## Records supplied
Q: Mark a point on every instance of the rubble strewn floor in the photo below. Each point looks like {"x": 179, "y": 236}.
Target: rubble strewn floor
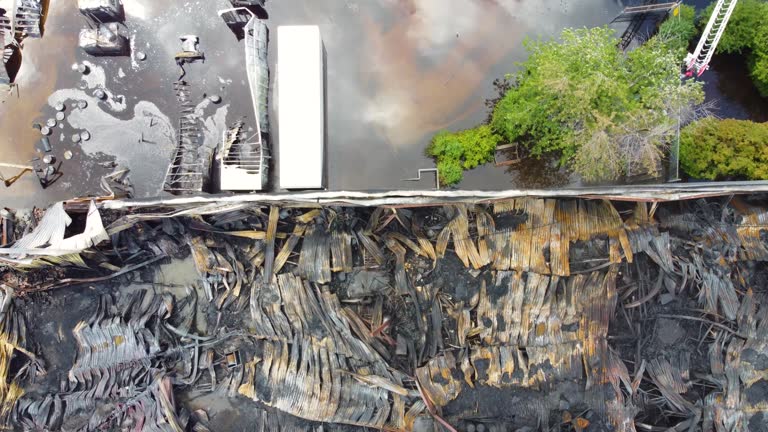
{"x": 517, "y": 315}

...

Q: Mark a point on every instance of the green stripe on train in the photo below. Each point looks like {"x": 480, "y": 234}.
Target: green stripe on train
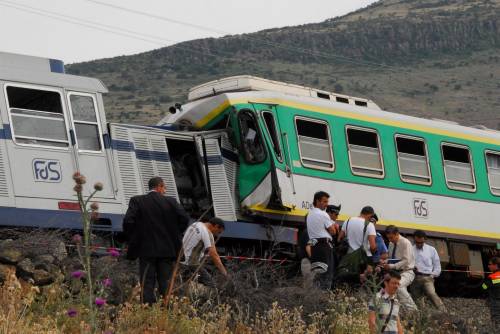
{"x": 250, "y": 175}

## Stated goal
Pull out each line of the material that contains the word "instance", and copy those lines in their original order.

## The output
Q: Mark a point on every instance of the rubble strewn floor in the photo below. Each point looks like {"x": 179, "y": 236}.
Q: Mark a point on every instance of the green stripe on train in the photo below. Each point looks like {"x": 480, "y": 234}.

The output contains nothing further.